- BEREITGESTELLTER AUSZUG -
------------------------------
Durch den Titel „Hiddensee“ wird das Objekt des lyrischen Sprechens anscheinend deutlicher noch als bei „Südliche Insel“ topographisch verortet. Aber schon in der ersten Strophe entrückt die Insel irdischer Topographie und findet im Surrealen ihren Platz:

Gehoben vom leisen Licht
in des Himmels größeren Ozean:
schwebende Insel,
unter der Traumdrift
der Wolken
Zärtlichste, nur
von Bläuen gesäumt und Winden.

Somit ist die Insel einer anderen Ordnung unterworfen.
------------------------------
- GESPEICHERTE DATEN -
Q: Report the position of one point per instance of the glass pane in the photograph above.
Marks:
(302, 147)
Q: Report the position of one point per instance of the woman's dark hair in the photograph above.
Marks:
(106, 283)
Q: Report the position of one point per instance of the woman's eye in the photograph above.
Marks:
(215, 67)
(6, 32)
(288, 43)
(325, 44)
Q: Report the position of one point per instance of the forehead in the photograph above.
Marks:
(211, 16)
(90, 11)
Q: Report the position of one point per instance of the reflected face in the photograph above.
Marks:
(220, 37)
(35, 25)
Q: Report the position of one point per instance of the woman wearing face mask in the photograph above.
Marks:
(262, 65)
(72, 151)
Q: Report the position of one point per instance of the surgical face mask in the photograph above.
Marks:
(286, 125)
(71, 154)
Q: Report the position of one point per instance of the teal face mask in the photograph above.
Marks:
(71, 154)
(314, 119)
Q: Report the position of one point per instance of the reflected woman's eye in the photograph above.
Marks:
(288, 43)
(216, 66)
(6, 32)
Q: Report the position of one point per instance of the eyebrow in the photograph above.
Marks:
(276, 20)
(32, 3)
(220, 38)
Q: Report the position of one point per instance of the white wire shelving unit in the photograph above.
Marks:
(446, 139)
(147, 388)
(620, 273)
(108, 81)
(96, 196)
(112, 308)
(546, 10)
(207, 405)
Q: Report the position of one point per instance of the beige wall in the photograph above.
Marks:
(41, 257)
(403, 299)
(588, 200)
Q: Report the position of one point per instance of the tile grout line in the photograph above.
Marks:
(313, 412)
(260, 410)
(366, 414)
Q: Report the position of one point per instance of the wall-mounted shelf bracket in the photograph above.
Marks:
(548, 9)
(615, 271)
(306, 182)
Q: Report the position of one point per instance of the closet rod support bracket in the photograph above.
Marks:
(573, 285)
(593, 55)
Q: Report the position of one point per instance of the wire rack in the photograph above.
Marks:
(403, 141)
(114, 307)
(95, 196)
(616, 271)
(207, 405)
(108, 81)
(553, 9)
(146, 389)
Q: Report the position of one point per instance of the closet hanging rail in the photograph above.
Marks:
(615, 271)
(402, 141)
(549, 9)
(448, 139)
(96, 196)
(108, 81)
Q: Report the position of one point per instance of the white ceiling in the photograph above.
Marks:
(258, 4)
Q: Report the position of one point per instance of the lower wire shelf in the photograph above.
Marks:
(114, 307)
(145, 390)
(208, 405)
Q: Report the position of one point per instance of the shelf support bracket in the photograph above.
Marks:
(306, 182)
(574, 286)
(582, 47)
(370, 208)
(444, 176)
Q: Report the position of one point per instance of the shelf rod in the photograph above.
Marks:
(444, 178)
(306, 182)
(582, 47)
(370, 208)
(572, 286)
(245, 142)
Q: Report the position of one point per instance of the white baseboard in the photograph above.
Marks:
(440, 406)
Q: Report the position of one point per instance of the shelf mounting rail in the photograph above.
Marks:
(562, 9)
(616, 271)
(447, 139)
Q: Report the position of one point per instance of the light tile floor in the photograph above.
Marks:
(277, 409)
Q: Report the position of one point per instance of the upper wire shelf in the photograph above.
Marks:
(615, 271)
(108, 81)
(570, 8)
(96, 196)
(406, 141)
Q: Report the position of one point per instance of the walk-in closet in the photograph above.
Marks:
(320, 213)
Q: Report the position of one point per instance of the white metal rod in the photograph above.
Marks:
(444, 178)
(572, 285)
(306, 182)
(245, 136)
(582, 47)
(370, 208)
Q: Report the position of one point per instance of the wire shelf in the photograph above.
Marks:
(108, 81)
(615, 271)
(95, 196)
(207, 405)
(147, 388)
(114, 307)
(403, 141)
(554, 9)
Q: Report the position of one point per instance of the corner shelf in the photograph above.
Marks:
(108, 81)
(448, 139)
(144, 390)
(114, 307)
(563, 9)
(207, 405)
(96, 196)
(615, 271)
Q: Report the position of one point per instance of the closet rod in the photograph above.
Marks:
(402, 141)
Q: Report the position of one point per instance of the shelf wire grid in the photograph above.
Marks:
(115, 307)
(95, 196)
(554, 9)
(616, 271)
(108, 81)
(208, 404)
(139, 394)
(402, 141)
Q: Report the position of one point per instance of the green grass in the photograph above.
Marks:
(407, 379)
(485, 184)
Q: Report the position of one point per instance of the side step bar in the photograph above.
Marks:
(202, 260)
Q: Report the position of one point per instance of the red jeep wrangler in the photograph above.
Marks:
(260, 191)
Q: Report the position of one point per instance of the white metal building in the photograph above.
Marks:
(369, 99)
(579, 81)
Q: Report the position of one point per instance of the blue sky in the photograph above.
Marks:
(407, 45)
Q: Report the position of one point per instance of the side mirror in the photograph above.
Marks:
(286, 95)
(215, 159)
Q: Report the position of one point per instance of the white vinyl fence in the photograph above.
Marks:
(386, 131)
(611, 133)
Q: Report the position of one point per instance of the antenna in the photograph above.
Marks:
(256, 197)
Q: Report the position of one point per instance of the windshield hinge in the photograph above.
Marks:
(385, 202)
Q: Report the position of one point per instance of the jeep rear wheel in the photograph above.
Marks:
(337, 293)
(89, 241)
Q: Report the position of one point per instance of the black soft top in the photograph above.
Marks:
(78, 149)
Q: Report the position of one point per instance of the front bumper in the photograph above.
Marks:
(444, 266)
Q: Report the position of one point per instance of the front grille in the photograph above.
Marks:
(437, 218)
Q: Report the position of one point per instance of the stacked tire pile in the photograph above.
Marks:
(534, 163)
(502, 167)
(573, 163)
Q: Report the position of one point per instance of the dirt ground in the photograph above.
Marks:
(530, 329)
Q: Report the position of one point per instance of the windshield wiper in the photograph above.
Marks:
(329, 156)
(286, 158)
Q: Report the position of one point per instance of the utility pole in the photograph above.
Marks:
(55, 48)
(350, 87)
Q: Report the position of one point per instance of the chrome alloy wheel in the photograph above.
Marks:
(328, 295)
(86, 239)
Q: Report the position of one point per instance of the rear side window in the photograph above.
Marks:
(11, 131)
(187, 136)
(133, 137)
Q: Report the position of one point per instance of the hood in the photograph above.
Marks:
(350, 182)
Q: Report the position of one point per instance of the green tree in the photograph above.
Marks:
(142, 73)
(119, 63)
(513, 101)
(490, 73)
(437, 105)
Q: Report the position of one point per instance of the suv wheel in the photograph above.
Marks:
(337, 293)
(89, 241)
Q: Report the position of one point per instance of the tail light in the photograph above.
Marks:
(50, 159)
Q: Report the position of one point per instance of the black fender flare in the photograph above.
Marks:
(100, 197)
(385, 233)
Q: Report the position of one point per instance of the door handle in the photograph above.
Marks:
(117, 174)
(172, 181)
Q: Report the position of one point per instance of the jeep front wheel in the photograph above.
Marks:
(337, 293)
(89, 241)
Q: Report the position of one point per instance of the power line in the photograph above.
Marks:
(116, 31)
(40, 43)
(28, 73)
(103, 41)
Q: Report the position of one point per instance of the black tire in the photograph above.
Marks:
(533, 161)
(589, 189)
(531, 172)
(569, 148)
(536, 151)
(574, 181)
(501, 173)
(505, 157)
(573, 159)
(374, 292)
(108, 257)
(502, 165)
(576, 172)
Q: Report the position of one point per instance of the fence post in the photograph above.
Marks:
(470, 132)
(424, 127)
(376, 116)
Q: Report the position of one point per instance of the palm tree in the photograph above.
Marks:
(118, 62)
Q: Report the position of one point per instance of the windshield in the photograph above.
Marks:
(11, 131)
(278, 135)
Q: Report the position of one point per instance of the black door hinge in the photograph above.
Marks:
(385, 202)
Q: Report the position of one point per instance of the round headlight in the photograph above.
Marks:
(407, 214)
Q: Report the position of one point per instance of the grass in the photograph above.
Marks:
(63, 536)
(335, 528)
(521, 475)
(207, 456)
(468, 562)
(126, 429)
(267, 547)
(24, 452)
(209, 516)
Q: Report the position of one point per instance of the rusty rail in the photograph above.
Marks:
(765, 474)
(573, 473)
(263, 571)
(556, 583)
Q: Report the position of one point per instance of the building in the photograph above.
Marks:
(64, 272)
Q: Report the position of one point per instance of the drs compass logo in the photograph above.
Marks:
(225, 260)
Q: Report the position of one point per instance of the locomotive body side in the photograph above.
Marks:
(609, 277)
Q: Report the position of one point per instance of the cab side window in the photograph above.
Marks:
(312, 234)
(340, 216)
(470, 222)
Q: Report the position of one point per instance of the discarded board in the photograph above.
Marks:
------------------------------
- GESTELLTE AUFGABEN -
1. Wiederholen Sie aus dem Auszug zum Gedicht „Hiddensee“ wortgetreu den Teil, der bei „Gehoben vom leisen“ beginnt und bei „anderen Ordnung unterworfen.“ endet.
2. Beantworten Sie anhand des Auszugs zum Gedicht „Hiddensee“ diese Fragen:
(a) Mit welchem anderen Titel wird „Hiddensee“ in der Verortung der Insel verglichen?
(b) Von welchem Licht wird die Insel in der ersten Strophe gehoben?
(c) Welcher Ordnung ist die Insel laut dem letzten Satz unterworfen?
Die Daten braucht man hier nicht.

- ANTWORTEN ZU AUFGABEN -
1.
Gehoben vom leisen Licht
in des Himmels größeren Ozean:
schwebende Insel,
unter der Traumdrift
der Wolken
Zärtlichste, nur
von Bläuen gesäumt und Winden.

Somit ist die Insel einer anderen Ordnung unterworfen.

2.
(a) Mit „Südliche Insel“.
(b) Vom leisen Licht.
(c) Einer anderen Ordnung.